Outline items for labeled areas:

━━━

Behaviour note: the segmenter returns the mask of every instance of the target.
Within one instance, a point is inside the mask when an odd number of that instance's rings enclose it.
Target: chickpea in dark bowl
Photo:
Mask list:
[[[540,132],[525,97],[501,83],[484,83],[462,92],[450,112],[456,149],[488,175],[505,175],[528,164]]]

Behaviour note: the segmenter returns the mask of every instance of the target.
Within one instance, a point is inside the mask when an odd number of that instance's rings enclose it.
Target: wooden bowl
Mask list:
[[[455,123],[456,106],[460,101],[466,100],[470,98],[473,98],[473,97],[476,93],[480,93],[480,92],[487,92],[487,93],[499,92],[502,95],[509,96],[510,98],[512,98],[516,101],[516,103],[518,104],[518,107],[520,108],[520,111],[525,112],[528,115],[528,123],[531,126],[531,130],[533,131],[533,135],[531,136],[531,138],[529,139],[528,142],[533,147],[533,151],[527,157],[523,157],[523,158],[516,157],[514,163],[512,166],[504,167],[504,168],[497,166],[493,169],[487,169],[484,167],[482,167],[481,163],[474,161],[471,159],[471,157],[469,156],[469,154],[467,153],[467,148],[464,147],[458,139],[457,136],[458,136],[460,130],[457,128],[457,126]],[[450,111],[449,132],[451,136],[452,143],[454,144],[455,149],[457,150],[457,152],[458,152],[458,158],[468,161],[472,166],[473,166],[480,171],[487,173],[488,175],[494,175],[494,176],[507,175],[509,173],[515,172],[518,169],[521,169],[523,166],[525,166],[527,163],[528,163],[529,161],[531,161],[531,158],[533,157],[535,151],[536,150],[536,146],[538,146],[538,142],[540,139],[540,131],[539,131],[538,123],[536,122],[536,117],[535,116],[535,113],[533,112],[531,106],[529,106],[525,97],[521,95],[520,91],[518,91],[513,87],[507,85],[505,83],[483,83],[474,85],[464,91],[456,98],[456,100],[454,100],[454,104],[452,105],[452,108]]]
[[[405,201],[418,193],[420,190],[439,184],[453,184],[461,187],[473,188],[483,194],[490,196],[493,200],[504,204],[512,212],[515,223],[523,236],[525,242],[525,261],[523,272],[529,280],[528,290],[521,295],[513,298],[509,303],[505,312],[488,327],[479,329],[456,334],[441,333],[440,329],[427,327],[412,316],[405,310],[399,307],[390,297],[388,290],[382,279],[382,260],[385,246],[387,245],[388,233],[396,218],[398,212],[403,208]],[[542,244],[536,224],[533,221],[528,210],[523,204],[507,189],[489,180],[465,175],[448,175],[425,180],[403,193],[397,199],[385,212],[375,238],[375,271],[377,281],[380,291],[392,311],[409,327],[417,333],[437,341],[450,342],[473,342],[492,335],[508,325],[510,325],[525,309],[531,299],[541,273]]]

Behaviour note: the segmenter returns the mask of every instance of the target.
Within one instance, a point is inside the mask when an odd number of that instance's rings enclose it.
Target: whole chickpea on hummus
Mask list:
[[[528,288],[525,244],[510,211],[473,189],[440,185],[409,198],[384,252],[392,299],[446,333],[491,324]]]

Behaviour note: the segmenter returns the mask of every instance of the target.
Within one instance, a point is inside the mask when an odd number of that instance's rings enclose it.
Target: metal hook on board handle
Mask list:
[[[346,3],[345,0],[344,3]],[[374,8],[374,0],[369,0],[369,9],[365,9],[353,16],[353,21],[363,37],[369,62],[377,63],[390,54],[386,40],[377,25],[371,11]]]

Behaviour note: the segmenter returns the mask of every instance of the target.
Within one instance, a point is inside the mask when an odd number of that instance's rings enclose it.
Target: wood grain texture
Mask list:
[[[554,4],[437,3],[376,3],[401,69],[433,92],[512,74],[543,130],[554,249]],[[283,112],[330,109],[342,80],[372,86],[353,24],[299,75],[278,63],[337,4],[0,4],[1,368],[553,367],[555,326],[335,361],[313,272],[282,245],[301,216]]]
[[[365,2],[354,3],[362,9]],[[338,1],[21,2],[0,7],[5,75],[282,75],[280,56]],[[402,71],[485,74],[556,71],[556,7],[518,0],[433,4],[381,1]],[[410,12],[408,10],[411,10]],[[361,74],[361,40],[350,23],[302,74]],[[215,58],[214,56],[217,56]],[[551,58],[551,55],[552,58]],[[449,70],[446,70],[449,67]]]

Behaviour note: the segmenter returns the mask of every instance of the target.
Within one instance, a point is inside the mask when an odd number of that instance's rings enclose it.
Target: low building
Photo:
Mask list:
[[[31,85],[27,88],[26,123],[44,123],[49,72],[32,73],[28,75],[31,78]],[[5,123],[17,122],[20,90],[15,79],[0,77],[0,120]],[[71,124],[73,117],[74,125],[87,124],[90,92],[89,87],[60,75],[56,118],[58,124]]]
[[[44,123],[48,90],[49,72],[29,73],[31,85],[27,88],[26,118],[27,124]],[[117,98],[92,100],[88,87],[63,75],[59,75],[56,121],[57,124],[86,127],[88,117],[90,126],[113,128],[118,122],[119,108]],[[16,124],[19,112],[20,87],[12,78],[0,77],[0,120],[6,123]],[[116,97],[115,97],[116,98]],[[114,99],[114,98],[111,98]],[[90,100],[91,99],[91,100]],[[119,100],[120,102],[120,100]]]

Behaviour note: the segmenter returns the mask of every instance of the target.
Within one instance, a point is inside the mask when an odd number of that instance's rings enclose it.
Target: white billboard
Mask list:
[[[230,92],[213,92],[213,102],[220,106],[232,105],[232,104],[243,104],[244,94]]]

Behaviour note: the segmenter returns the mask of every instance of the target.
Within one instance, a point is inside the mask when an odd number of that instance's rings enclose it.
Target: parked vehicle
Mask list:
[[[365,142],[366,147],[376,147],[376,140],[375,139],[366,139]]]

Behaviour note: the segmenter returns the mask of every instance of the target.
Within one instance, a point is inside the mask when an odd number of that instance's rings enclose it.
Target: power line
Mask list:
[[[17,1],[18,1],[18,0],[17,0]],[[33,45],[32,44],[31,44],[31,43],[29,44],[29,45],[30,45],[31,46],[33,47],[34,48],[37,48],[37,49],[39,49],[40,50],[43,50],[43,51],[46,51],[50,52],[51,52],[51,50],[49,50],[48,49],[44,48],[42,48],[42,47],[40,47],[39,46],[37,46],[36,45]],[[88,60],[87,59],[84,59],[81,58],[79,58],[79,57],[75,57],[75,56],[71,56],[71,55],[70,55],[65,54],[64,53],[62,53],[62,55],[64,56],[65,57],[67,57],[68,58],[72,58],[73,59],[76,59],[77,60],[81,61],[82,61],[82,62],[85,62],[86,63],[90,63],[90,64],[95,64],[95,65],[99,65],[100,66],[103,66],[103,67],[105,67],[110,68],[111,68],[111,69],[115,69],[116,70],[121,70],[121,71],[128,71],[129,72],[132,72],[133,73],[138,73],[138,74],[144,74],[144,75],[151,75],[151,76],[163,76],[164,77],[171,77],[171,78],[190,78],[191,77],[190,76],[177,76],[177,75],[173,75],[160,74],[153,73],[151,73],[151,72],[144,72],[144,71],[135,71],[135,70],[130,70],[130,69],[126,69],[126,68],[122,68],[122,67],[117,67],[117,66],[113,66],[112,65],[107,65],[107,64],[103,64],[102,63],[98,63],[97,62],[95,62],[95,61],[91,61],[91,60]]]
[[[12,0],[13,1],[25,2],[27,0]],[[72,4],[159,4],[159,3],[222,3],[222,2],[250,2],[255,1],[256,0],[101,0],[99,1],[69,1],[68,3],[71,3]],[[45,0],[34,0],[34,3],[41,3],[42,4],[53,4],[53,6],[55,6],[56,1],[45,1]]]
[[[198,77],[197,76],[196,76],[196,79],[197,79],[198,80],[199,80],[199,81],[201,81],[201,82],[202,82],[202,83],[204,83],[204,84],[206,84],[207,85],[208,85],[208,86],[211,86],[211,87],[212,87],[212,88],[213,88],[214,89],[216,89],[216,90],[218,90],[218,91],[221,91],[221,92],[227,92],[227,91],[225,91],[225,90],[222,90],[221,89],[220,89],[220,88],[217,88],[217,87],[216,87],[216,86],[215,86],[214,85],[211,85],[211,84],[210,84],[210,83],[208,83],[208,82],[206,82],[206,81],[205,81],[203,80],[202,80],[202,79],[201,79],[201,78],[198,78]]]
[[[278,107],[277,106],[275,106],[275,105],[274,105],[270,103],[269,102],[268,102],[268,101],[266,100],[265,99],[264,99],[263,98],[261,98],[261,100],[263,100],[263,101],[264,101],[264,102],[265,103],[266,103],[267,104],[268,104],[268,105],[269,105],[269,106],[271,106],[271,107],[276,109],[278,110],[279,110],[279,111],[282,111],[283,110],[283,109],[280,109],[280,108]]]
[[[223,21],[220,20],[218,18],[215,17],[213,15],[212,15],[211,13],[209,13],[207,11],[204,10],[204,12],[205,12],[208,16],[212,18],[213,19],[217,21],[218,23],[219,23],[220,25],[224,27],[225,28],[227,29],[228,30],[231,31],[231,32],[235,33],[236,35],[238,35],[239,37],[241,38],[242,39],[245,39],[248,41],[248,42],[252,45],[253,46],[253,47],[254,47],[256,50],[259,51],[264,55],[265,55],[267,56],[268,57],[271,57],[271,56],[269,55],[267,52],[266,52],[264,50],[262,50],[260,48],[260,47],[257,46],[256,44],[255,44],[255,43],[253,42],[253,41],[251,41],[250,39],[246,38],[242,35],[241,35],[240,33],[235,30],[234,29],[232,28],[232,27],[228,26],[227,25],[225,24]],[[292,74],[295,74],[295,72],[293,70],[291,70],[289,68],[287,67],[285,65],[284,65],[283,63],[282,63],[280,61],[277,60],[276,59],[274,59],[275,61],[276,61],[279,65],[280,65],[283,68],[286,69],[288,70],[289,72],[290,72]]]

━━━

:: The task ::
Count the lines of the material above that contain the string "chickpea", matching case exactly, and give only the number.

:: The solution ::
2